** Begin Data shown **

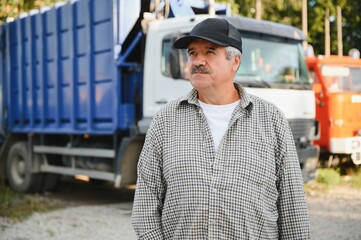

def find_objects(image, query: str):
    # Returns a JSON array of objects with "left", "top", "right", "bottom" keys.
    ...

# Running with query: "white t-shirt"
[{"left": 198, "top": 100, "right": 241, "bottom": 150}]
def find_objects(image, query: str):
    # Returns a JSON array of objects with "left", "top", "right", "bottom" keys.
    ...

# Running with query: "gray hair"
[{"left": 226, "top": 46, "right": 242, "bottom": 70}]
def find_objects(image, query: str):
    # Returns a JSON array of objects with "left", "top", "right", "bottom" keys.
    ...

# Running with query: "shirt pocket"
[{"left": 234, "top": 140, "right": 275, "bottom": 186}]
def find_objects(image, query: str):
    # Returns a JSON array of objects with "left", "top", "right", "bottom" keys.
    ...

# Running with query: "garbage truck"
[
  {"left": 306, "top": 48, "right": 361, "bottom": 167},
  {"left": 0, "top": 0, "right": 318, "bottom": 192}
]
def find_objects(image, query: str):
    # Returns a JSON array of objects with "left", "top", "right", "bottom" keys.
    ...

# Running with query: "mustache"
[{"left": 192, "top": 66, "right": 209, "bottom": 73}]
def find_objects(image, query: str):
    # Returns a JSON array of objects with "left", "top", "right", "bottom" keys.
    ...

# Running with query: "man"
[{"left": 132, "top": 18, "right": 310, "bottom": 240}]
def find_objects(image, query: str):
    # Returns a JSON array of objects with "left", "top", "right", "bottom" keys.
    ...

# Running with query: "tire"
[
  {"left": 41, "top": 173, "right": 60, "bottom": 192},
  {"left": 6, "top": 142, "right": 43, "bottom": 193},
  {"left": 33, "top": 154, "right": 60, "bottom": 192}
]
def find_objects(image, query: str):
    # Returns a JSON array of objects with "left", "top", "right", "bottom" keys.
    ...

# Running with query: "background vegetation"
[{"left": 0, "top": 0, "right": 361, "bottom": 55}]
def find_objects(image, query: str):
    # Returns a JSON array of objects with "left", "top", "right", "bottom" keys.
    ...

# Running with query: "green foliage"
[{"left": 316, "top": 168, "right": 341, "bottom": 187}]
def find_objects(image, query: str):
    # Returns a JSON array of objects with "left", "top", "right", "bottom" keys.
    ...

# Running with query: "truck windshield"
[
  {"left": 236, "top": 37, "right": 311, "bottom": 89},
  {"left": 321, "top": 65, "right": 361, "bottom": 92}
]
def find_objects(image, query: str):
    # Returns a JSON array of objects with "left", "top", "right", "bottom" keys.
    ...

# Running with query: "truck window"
[
  {"left": 321, "top": 65, "right": 361, "bottom": 92},
  {"left": 233, "top": 37, "right": 311, "bottom": 89}
]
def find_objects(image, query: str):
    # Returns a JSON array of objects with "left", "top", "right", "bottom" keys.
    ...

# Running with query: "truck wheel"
[
  {"left": 41, "top": 173, "right": 60, "bottom": 191},
  {"left": 6, "top": 142, "right": 42, "bottom": 193}
]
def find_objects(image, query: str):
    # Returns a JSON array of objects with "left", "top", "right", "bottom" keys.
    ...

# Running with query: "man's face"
[{"left": 187, "top": 39, "right": 240, "bottom": 91}]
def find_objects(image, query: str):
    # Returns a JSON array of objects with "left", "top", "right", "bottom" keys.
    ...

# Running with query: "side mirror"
[{"left": 313, "top": 83, "right": 322, "bottom": 94}]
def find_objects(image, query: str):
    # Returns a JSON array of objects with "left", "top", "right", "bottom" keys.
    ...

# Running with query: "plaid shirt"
[{"left": 132, "top": 84, "right": 310, "bottom": 240}]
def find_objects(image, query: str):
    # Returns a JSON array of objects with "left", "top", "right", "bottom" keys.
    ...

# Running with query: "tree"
[
  {"left": 0, "top": 0, "right": 59, "bottom": 23},
  {"left": 218, "top": 0, "right": 361, "bottom": 55}
]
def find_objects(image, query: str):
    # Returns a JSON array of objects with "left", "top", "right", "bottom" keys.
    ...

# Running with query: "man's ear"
[{"left": 233, "top": 55, "right": 241, "bottom": 72}]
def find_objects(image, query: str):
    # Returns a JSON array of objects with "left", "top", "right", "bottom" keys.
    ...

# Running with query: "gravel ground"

** End Data shown **

Please collect every line in the items above that contains the word "shirt", treating uppercase and lowercase as different, and copy each of those lines in full.

### Response
# Running with query: "white t-shirt"
# Running with query: "shirt pocket"
# Running with query: "plaid shirt"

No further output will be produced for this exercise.